Challenge a:
Copy the records word for word, from their beginning through the line containing "Trace each instance". Leave the pictures out of your answer.

An incredible gathering of around 150 world leaders took place in Paris last week. Although ostensibly traveling to the French capital to discuss climate change, Western leaders took the opportunity to express solidarity with the French people and pledge determination to defeat ISIS.
Days later another ISIS-inspired act of terror took place in California; the first such attack on American soil. Following these horrors, the West appears to have finally identified the mortal threat posed by fundamentalist Islam, correctly concluding that it can only be defeated by determined force. But the real test will be whether this clarity actually lasts, and if it is applied consistently across the board.
While the West has commendably discovered a resolute spirit regarding ISIS, the same leaders continue to promote an anachronistic, outdated approach when it comes to Israel and the Palestinians. Earlier this week, U.S. Secretary of State John Kerry, appearing at the Saban Forum in Washington rebuked the Israeli leadership for not reaching a peace deal with Mahmoud Abbas, a sentiment repeated the following day by presidential hopeful Hillary Clinton. Mr. Kerry charged that without diplomatic “progress” the Palestinian Authority would collapse, leading to war.

Supplied data:
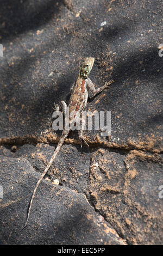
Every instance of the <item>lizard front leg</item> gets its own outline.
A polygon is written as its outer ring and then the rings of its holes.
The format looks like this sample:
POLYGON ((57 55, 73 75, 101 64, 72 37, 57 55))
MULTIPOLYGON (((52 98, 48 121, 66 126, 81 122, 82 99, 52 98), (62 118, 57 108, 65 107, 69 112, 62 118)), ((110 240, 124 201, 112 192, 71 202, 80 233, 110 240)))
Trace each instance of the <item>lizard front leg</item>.
POLYGON ((109 82, 106 82, 103 86, 101 86, 99 88, 95 89, 95 85, 89 77, 85 80, 85 81, 86 82, 88 90, 90 90, 93 93, 93 97, 94 97, 96 94, 102 92, 104 89, 106 88, 111 84, 114 82, 114 80, 111 80, 109 82))
MULTIPOLYGON (((87 147, 90 147, 89 144, 86 142, 84 137, 83 135, 83 132, 84 130, 84 127, 85 125, 86 121, 83 118, 82 114, 82 118, 80 118, 80 123, 82 123, 82 125, 80 127, 80 130, 79 135, 79 139, 81 141, 81 142, 83 141, 85 142, 85 143, 87 145, 87 147)), ((82 143, 81 143, 81 147, 82 147, 82 143)))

Challenge b:
In the excerpt on the West's response to ISIS and its approach to Israel, why did John Kerry say diplomatic progress with the Palestinians was needed? Answer in one to three sentences.

Task response a:
Every instance of the <item>lizard front leg</item> gets its own outline.
A polygon is written as its outer ring and then the rings of its holes.
The format looks like this sample:
POLYGON ((57 55, 73 75, 101 64, 72 37, 57 55))
MULTIPOLYGON (((52 98, 48 121, 66 126, 81 122, 82 99, 52 98), (62 118, 57 108, 65 107, 69 112, 62 118)), ((110 240, 124 201, 112 192, 71 202, 80 233, 110 240)))
Trace each instance of the <item>lizard front leg</item>.

Task response b:
Kerry charged that without diplomatic "progress," the Palestinian Authority would collapse, and that this would lead to war.